Saufen ist jetzt Bürgerpflicht

Aufgedeckt: Polizei verlangte bei 8.-Mai-Demonstration in Berlin Alkoholkonsum

Der Einsatzleiter einer importierten Hundertschaft wollte die Kreuzung räumen

Seit vielen Jahrzehnten heißt es, der Genuss von Alkohol schade der Gesundheit, mache dumm, träge, schläfrig und weiß der Teufel was. Irgendwann, da waren wir bislang sicher, werden auf Bier- und Schnapsflaschen die gleichen Warnhinweise prangen wie auf Zigarettenschachteln.

Wie die Wahrheit jedoch jetzt aus zuverlässiger Quelle erfuhr, greift die Staatsmacht bisweilen auf Alkohol zurück, um die innere Sicherheit zu gewährleisten. So geschehen am 8. Mai 2005 in Berlin. Gegen den seinerzeitigen Aufmarsch der NPD entwickelte sich eine spontane Demonstration, die schließlich von den Behörden nur mit einer polizeilichen Auflage zum Konsum von Alkohol genehmigt wurde. Offenbar waren die Zustände in Berlin an jenem Tag so besorgniserregend, dass sich die Polizei veranlasst sah, an die Teilnehmer der Versammlung gegen den Nazi-Aufmarsch eine Auflage ergehen zu lassen, die folgenden Wortlaut hatte:

„Hiermit erteile ich Ihnen die Auflage, aus Gründen der Aufrechterhaltung der öffentlichen Sicherheit während der Versammlung Alkohol zu konsumieren. Die Versammlungsbehörde, Pol Präs Berlin“

Die Maßnahme im Namen des Berliner Polizeipräsidenten ist äußerst ungewöhnlich und ein Novum in der deutschen Demonstrationsgeschichte. Bislang waren Demonstranten das Gegenteil gewöhnt und durften keinen Alkohol verzehren. Und nun das! Was für eine neue Polizeistrategie wird in Berlin verfolgt? Handelt es sich um eine ganz neue Form der Deeskalierung, nach dem Motto: Lasst die Gegendemonstranten sich dumm, träge und schläfrig trinken?

Kurze Aufgabe>
Geben Sie aus dem Artikel über die polizeiliche Alkoholauflage die Passage wörtlich wieder, beginnend mit „Saufen ist jetzt“ und fortlaufend bis einschließlich „wie auf Zigarettenschachteln.“.

Vorliegende Daten>
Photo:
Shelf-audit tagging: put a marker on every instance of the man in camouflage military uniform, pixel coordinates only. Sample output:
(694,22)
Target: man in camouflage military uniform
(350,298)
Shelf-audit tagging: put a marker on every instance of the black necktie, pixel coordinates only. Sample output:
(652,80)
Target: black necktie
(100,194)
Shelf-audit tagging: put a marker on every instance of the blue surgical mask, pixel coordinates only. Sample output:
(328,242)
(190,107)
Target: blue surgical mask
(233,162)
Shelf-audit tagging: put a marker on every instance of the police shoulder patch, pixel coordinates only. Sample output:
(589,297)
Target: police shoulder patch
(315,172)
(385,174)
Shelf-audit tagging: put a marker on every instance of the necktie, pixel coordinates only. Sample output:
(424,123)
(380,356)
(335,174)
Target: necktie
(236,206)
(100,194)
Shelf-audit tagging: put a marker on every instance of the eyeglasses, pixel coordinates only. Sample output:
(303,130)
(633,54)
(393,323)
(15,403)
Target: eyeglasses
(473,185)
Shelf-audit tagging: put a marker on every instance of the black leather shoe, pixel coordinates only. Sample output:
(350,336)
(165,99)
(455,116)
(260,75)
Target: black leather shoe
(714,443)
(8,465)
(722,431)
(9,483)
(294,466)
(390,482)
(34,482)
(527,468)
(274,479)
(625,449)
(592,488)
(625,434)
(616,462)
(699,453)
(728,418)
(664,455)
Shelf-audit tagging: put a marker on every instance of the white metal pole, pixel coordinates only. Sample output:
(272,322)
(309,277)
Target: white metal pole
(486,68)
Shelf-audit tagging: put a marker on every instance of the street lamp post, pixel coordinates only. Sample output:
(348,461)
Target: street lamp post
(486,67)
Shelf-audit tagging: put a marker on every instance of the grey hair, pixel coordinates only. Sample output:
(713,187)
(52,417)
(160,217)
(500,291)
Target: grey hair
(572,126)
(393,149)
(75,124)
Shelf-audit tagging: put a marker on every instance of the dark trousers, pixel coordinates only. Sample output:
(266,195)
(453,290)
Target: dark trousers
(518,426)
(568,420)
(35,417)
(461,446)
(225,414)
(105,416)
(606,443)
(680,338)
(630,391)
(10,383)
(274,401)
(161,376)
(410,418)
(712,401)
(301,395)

Antwort zur Aufgabe>
Saufen ist jetzt Bürgerpflicht

Aufgedeckt: Polizei verlangte bei 8.-Mai-Demonstration in Berlin Alkoholkonsum

Der Einsatzleiter einer importierten Hundertschaft wollte die Kreuzung räumen

Seit vielen Jahrzehnten heißt es, der Genuss von Alkohol schade der Gesundheit, mache dumm, träge, schläfrig und weiß der Teufel was. Irgendwann, da waren wir bislang sicher, werden auf Bier- und Schnapsflaschen die gleichen Warnhinweise prangen wie auf Zigarettenschachteln.